__DOCUMENT PASSAGE__
It’s Nov. 30. This time last year I was copying and pasting the project I worked on all month into an online word counter to confirm that I had successfully participated in National Novel Writing Month (NaNoWriMo), the challenge that encourages writers to finish 50,000 words of a single project during the month of November. The goal isn’t to complete a polished product, but rather to push past internal editing to get all of it — the good, the bad and the grammatically ugly — out onto a page.
For a professional editor whose job involves cutting words from every communication material that crosses my desk, this is truly an Olympic challenge.
Last night I ran my project, working-titled “Omaha,” through the word counter: 1,459.
Staring at those four digits I started questioning why I can’t commit to any of my projects, even without the annual challenge as motivation.
During this 10:47 p.m. self-audit, I realized that my inability to focus on a project doesn’t have anything to do with my lifestyle. I live alone, my work schedule leaves me with time in the evenings, and my liver is healthy enough to handle a Hemingway-worth of writing whiskey. There’s no reason for me not to write, and yet even my promise to devote Sunday nights to my creative craft dwindled sometime in August.

__GIVEN TASK 1__
In the records below, reproduce the part that opens with the line containing "Request = locate the marina" and closes with the end of the records, substituting "pier railing" for "boardwalk railing" and leaving everything else unchanged.

__STORED ROWS__

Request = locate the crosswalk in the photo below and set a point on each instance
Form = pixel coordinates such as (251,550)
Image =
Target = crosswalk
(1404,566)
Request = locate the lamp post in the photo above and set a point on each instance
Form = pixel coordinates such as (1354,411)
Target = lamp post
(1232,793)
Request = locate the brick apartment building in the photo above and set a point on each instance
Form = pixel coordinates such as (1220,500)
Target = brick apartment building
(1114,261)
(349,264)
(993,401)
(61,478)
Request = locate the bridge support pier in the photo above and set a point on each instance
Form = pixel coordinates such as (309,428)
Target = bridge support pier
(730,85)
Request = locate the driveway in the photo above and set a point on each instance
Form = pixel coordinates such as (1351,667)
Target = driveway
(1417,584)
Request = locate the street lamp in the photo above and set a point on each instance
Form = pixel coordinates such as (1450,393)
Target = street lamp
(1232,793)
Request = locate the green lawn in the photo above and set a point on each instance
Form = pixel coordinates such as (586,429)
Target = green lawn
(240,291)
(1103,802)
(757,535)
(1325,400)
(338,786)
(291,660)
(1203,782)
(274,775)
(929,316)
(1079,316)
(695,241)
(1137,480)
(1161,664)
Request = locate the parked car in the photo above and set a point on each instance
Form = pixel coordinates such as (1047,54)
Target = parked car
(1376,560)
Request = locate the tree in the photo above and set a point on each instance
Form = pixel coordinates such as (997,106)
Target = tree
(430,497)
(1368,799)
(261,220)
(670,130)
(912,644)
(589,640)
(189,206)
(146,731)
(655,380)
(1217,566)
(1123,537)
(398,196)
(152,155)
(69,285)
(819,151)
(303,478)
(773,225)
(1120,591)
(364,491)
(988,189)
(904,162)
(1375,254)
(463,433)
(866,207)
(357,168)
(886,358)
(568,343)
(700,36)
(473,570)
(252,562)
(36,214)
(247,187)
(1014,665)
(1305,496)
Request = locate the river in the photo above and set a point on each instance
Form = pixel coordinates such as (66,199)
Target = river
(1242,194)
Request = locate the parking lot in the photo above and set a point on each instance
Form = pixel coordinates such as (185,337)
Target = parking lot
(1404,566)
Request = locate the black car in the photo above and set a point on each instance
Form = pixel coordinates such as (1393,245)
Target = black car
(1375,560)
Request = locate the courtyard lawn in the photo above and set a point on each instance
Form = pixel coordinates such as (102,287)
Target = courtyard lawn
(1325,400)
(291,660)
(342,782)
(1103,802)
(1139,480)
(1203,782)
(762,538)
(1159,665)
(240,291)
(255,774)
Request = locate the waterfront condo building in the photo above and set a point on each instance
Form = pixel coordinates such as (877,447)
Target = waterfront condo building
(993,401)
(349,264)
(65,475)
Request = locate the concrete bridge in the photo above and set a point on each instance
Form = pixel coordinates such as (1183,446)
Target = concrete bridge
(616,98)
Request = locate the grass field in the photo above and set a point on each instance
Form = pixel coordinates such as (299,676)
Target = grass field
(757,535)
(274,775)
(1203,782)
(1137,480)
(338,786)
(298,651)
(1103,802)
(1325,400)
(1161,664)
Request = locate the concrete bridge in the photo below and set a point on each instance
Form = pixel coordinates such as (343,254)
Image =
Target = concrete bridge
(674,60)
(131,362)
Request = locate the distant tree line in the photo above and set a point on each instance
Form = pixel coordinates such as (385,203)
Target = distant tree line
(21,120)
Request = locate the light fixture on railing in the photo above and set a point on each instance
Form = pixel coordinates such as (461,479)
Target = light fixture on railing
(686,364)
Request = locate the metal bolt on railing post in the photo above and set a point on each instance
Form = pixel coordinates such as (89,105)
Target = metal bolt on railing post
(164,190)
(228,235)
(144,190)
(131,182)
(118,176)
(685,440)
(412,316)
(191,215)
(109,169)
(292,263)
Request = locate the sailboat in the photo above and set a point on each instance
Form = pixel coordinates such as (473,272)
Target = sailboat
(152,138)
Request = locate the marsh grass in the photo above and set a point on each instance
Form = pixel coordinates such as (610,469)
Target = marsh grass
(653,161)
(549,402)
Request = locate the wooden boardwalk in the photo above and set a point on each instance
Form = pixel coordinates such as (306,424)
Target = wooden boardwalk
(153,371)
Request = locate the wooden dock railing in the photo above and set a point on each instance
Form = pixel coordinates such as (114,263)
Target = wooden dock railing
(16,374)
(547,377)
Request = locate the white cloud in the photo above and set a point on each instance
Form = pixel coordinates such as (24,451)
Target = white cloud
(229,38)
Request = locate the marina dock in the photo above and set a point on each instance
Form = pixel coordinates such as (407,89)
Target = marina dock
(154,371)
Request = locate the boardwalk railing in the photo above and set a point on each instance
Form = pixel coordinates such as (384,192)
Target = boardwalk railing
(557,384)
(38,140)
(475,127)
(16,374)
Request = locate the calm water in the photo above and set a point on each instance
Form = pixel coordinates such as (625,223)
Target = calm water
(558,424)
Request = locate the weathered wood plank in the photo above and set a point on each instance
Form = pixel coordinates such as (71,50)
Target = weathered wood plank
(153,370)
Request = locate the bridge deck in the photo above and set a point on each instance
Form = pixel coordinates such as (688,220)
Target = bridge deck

__GIVEN TASK 2__
Summarize the passage about National Novel Writing Month in two sentences.

__WRITTEN ANSWER 1__
Request = locate the marina dock in the photo above and set a point on each instance
Form = pixel coordinates such as (407,89)
Target = marina dock
(154,371)
Request = locate the pier railing in the photo above and set a point on each instance
Form = pixel coordinates such as (384,192)
Target = pier railing
(557,384)
(38,140)
(475,127)
(16,374)
Request = locate the calm water in the photo above and set a point on each instance
Form = pixel coordinates such as (625,223)
Target = calm water
(558,424)
Request = locate the weathered wood plank in the photo above and set a point on each instance
Form = pixel coordinates such as (71,50)
Target = weathered wood plank
(153,370)
Request = locate the bridge deck in the photo above and set a point on each instance
Form = pixel coordinates such as (688,220)
Target = bridge deck

__WRITTEN ANSWER 2__
On November 30, the writer recalls confirming a year earlier a successful participation in National Novel Writing Month, a challenge to write 50,000 words of a single project in November, but finds that the current project, working-titled "Omaha," stands at only 1,459 words. Reflecting on this, the writer concludes that nothing in daily life prevents writing, yet even a promise to devote Sunday nights to creative work dwindled sometime in August.